Saudi Loosens Citizenship Requirements… For A Robot

The latest and most high profile member of the Saudi Arabian citizenry isn’t Middle Eastern. She’s not even human, for that matter. Her name is Sophia, and she is a ‘humanoid robot’ developed by Hong Kong-based Hanson Robotics Ltd. It remains unclear to what end Sophia will be used by the Saudi government, but a robot-citizen is by all accounts the first of its kind, presumably clearing the way for more future robot citizens in Saudi Arabia or elsewhere.

Though an oil-rich nation, Saudi Arabia has found itself in the midst of economic trouble that most consider dire. A dip in oil prices is the primary driver of this issue, and the increasing access to previously unreachable global oil reserves, especially in America, have made the Saudis’ grip on the market less tenable than ever. Last year, the kingdom’s largest construction company terminated 50,000 foreign workers, most of them having not been paid full wages and refusing to leave despite being granted exit visas. Cuts in energy subsidies and increased price of water have also contributed to unrest in the kingdom. 2015 marked the first time since 2007 that the Saudi government drew on foreign oil reserves, maintaining 1.5-2 million barrels per day in an attempt to maintain some measure of market control. But with America’s increased access to reserves through fracking, Saudi Arabia and its OPEC counterparts have far less sway when it comes to setting oil prices than it once did.

It remains somewhat unclear how implementing artificial intelligence of Sophia’s ilk into Saudi society will solve these deeper issues. But, without elaborating on just how the proliferation of AI humanoid robots would benefit the Saudis, they ‘announced plans to build a $500 billion mega city powered by robotics and renewables on the kingdom’s Red Sea coast.’ Perhaps this is the first step in what Zero Hedge dubs ‘a radical solution to its structural problems.’

Sophia, after all, is apparently only useful within the confines of conversation. It seems more of a novelty than a solution, but an interesting novelty at that. This video will give you a taste of what Sophia is capable of, and what her interactions look like.



Perhaps robots could come to replace certain aspects of the labor force, but the primary workers gone unpaid in Saudi Arabia are in construction, and Hanson’s description of Sophia’s capabilities don’t seem applicable to such a labor-intensive field.

‘“Our robots will soon engage and live with us to teach, serve, entertain, delight, and provide comforting companionship,” the company says on its website. “In the not-too-distant future, Genius Machines will walk among us. They will be smart, kind, and wise. Together, man and machine will create a better future for the world.”’ (Zero Hedge)

Again, there are many sectors in which artificial intelligence and similar technologies such as self-driving vehicles could eventually replace entire workforces, long-range trucking serving as one example. How Sophia specifically will help quell Saudi Arabia’s issues, which also includes uncertainty surrounding the IPO of Saudi energy company Aramco, is hard to fathom. Sophia seems an early step toward the Saudis’ proposed move toward more robotic, technologically advanced cities. Still, the immediate motives for Saudi Arabia’s acquisition of Sophia remain unclear, so I’ll get back to some of the specifics about the robot itself. Warning: some slightly creepy exchanges lie ahead.

- **GIVEN TASK A**
Condense the paragraph beginning "The latest and most high profile member" from the article on Saudi Arabia's robot citizen, keeping its main facts.

- **INFORMATION PROVIDED**
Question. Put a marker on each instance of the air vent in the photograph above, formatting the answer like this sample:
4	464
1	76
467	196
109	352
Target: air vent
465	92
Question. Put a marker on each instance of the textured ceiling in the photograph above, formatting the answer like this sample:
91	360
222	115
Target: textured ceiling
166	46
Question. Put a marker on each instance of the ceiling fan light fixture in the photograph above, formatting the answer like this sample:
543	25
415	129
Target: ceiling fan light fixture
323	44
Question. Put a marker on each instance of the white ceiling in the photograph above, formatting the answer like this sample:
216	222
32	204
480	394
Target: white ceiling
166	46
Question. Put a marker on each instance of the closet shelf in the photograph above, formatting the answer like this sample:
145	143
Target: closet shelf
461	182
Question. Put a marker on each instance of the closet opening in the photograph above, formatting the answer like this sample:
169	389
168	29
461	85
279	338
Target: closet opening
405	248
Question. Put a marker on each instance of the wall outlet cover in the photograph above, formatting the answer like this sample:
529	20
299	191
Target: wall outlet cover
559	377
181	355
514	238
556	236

- **GIVEN TASK B**
Update the listing from the line containing "Question. Put a marker on each instance of the ceiling" through the end of the listing, changing "Target" to "Label" and leaving everything else unchanged. Return only those lines.

- **WRITTEN ANSWER A**
Sophia, a humanoid robot developed by Hong Kong-based Hanson Robotics Ltd., is now the newest and most prominent Saudi Arabian citizen. How the Saudi government will use her is unclear. She is apparently the first robot to become a citizen, which may open the way for more robot citizens in Saudi Arabia or elsewhere.

- **WRITTEN ANSWER B**
Question. Put a marker on each instance of the ceiling fan light fixture in the photograph above, formatting the answer like this sample:
543	25
415	129
Label: ceiling fan light fixture
323	44
Question. Put a marker on each instance of the white ceiling in the photograph above, formatting the answer like this sample:
216	222
32	204
480	394
Label: white ceiling
166	46
Question. Put a marker on each instance of the closet shelf in the photograph above, formatting the answer like this sample:
145	143
Label: closet shelf
461	182
Question. Put a marker on each instance of the closet opening in the photograph above, formatting the answer like this sample:
169	389
168	29
461	85
279	338
Label: closet opening
405	248
Question. Put a marker on each instance of the wall outlet cover in the photograph above, formatting the answer like this sample:
529	20
299	191
Label: wall outlet cover
559	377
181	355
514	238
556	236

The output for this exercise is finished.